Consegna
Trasforma in un elenco puntato il paragrafo del testo sulla storia dei primi virus informatici che inizia con «A stretto giro, l’11 novembre del 1983», conservandone i fatti principali.

Testo fornito
══════════════════════════════

Il primo virus per personal computer, realizzato per attaccare un Apple II con sistema operativo Apple DOS 3.3, è Elk Cloner, scritto nel 1982 dal quindicenne Rich Skrenta: si tratta di un boot-virus, in grado di infettare il settore di boot dei floppy e visualizzare immagini e testo lampeggiante.
Elk Cloner
Skrenta, oggi consulente informatico, crea il virus più che altro per divertirsi alle spalle dei propri amici, soliti scambiarsi software pirata su dischetti. Lo stesso non genera particolari effetti collaterali, visto che il messaggio può essere semplicemente ignorato.
A stretto giro, l’11 novembre del 1983, Fred Cohen, studente dell’Università della California del Sud, realizza a scopo didattico un agente software in grado di auto replicarsi, prendendo il controllo dei personal computer in meno di un’ora e propagandosi tramite floppy disk. In realtà, il lavoro di Cohen ha origine dallo studio di un progetto di ricerca di un’altra università americana che, sulla carta, era riuscita a definire un algoritmo autoreplicante in grado di cedere il controllo del sistema ad un malintenzionato: nasce il primo trojan.
Proprio a Cohen si deve la formalizzazione del termine “computer virus”, avvenuta nel 1984 nella sintesi della sua ricerca “Experiments with Computer Viruses”, in cui Leonard Adleman viene indicato come colui che ha associato per primo tale termine al mondo informatico.
Fred Cohen
L’obiettivo, dichiarato, di Cohen è quello di sensibilizzare la comunità sui problemi di sicurezza legati a codici malevoli, evidenziando che, al tempo, non esistevano soluzioni in grado di difendere gli utenti da essi.
Nel giro di un biennio le cose cambiano rapidamente e insieme ai primi trojan, nelle BBS viene stilata la famosa “Dirty Dozen List” (la lista dei 12 trojan più pericolosi) tra cui troviamo il mitico “EGABTR” che, camuffato da utility per migliorare la qualità delle schede EGA, cancella l’intero file system stampando sullo schermo: “Arf! Arf! Got you!”.
Il 1985 vede la fondazione dell’inglese Sophos e la nascita del suo primo antivirus, giusto in tempo per partecipare alla battaglia dell’anno seguente atta a debellare i nuovi focali di infezione per il mondo DOS, trainati da Brain, ufficialmente il primo virus “di massa” per il sistema operativo di Microsoft. Il virus, scritto dai fratelli pakistani Farooq Alvi, infetta il settore di avvio dei floppy cambiandone il nome dell’unità in “(c) Braian” ed è il primo ad utilizzare tecniche di occultamento (stealth) per nascondere la propria presenza.
Boot sector di un disco infettato da Brain
La cosa da evidenziare è che la tipologia dei virus muta costantemente: nell’86 arriva Virdem, creato da Ralph Burger, e anche se sostanzialmente innocuo, è il primo agente virale “non residente” in grado di sovrascriveva la prima parte del programma e appendere il suo codice originale al file eseguibile.
Nel 1988 è la volta della prima infezione di massa, dovuta al virus (o meglio, troian-horse) Ping-Pong, sempre per il DOS e scoperto da ricercatori italiani dell’Università di Torino: il suo effetto è quello di far comparire una fastidiosa pallina a video che rimbalza sui bordi.
Gli anni ‘80 si chiudono con il terribile Datacrime che tra il 13 ottobre e il 31 dicembre del ‘99 fa dei veri e propri disastri. Infatti il virus formatta a basso livello le prime nove tracce del disco rigido e mostra a video un ridicolo messaggio di versioning: “Datacrime virus released: 1 March 1989”.

══════════════════════════════

Voci fornite
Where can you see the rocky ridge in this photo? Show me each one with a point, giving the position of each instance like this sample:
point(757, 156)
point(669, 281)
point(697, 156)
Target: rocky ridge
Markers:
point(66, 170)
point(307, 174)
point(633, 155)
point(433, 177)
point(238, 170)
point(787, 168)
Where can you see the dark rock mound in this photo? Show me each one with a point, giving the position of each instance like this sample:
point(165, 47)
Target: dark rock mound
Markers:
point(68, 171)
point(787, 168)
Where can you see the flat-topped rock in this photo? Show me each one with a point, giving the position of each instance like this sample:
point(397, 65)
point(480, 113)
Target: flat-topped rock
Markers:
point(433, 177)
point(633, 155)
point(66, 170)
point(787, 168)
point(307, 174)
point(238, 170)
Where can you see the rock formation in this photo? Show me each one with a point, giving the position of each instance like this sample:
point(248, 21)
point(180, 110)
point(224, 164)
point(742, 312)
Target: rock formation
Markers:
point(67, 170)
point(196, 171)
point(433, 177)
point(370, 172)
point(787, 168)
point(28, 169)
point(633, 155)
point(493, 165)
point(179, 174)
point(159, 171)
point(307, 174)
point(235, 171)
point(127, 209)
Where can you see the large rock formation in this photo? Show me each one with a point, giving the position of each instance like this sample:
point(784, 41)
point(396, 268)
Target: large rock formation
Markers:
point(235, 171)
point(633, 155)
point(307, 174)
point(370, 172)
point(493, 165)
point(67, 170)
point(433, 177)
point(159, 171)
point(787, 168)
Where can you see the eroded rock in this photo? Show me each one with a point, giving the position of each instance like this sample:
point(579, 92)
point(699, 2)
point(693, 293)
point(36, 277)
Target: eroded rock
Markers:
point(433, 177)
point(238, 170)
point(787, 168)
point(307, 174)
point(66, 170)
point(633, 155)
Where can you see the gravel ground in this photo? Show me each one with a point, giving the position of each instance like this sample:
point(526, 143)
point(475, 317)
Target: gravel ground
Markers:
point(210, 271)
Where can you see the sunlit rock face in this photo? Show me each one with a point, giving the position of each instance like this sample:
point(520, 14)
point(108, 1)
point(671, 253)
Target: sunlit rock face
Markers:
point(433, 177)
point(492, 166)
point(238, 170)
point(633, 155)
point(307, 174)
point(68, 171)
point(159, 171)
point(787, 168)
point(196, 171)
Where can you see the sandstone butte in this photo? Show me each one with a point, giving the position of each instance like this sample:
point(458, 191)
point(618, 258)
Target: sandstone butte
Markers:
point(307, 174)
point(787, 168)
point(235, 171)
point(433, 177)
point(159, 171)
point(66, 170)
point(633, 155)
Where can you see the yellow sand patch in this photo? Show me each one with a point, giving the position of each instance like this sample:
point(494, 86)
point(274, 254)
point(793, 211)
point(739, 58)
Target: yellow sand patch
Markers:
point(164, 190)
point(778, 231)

══════════════════════════════

Risposta
- L’11 novembre 1983 Fred Cohen, studente dell’Università della California del Sud, realizza a scopo didattico un agente software capace di auto replicarsi.
- L’agente prende il controllo dei personal computer in meno di un’ora e si propaga tramite floppy disk.
- Il lavoro di Cohen nasce dallo studio di un progetto di ricerca di un’altra università americana.
- Quel progetto aveva definito, sulla carta, un algoritmo autoreplicante capace di cedere il controllo del sistema a un malintenzionato.
- Nasce così il primo trojan.